[start of AVAILABLE DATA]
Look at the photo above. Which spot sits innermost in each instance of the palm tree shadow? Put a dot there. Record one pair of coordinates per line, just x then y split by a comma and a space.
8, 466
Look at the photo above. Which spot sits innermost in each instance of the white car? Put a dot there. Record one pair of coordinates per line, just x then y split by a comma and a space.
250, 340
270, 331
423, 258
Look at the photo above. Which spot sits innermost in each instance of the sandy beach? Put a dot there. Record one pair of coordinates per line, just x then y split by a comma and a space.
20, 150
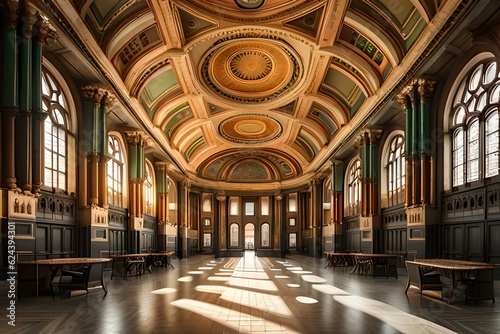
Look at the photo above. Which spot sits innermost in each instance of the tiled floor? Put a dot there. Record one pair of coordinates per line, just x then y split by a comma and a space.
252, 295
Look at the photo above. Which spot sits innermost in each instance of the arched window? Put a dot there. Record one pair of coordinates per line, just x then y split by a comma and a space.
265, 235
55, 133
396, 171
234, 235
353, 191
149, 190
475, 125
115, 171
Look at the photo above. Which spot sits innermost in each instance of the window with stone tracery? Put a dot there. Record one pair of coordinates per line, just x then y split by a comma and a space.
396, 171
149, 190
55, 133
353, 185
475, 131
115, 171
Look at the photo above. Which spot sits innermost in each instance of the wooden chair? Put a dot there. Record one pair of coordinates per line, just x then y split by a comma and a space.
422, 280
480, 286
71, 280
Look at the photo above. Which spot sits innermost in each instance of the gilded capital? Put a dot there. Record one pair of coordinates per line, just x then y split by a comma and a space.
425, 89
108, 99
99, 95
133, 137
28, 21
402, 100
373, 135
221, 196
162, 166
43, 32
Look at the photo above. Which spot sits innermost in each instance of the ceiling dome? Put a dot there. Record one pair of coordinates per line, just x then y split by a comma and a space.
249, 69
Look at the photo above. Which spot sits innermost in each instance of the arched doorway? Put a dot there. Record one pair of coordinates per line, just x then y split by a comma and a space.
249, 236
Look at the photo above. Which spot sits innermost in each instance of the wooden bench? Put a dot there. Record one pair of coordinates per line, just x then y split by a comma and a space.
422, 280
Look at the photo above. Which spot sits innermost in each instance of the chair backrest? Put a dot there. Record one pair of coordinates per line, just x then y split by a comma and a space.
414, 273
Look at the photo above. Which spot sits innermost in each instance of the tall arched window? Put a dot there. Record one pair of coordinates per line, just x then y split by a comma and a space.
353, 191
115, 171
475, 125
55, 133
265, 235
149, 190
396, 171
234, 235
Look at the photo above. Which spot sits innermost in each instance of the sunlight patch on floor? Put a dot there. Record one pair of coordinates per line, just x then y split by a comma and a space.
235, 320
313, 279
185, 279
260, 301
329, 289
164, 291
402, 321
306, 300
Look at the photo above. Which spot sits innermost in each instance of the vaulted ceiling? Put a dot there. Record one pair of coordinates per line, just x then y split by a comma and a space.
251, 92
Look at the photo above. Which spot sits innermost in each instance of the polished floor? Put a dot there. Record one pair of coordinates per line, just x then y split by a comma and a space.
252, 295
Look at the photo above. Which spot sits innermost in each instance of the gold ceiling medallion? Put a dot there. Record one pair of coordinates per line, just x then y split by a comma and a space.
253, 69
250, 129
249, 4
251, 65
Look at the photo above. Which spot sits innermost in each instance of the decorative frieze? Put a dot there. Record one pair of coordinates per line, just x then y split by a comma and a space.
96, 216
421, 215
20, 205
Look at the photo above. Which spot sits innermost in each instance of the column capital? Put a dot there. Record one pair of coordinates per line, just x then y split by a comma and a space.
98, 95
402, 99
221, 196
42, 31
162, 166
425, 89
373, 135
28, 19
134, 137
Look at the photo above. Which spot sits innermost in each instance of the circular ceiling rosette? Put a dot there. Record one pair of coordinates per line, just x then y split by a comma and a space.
251, 69
250, 129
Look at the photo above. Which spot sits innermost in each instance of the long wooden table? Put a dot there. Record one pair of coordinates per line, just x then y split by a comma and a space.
364, 263
369, 263
126, 265
53, 266
333, 259
460, 270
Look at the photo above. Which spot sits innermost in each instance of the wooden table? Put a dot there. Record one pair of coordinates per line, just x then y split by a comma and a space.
162, 259
55, 265
460, 270
125, 265
333, 259
370, 263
[end of AVAILABLE DATA]
Reproduce the final stretch of the data above: every line from the one holding "of the gold" through the end, inclusive, exactly as written and nothing else.

Look at the photo above. Which spot sits innermost in each instance of the gold ceiling medallion? Put a dot there. Record one pair of coordinates per line, just x then y split by a comma and a space.
253, 69
250, 129
249, 4
251, 65
Look at the photo above. Which spot sits innermost in each instance of the decorative frieze? Put a dot there. Record one pair of coordinates per line, just x then y split by a comma and a space.
96, 216
421, 215
20, 205
Look at the photo above. Which spot sits innermost in each instance of the column capital? Put a dot there. Record one pair of coordinates per line, just x then y split by a comma and a space.
98, 95
402, 99
221, 196
42, 31
162, 166
425, 89
373, 135
28, 19
134, 137
Look at the photo above. Which spot sits innermost in each instance of the circular ceiling rosette? Put a dot there. Record one pair of coordinates per line, just x then y split by a comma and a space.
251, 69
250, 129
Look at the photo above. Which spot sits innermost in each instance of the long wooden table? Put a dot there. Record one pair of coordinates per line, just x then y split by a comma and a space.
364, 263
369, 263
126, 265
53, 266
333, 259
460, 270
Look at the photo above. Which spot sits innermost in each instance of the wooden table? Put a dot there. Record one pair of coordinates per line, just x then y split by a comma and a space.
162, 259
55, 265
460, 270
125, 265
333, 259
370, 263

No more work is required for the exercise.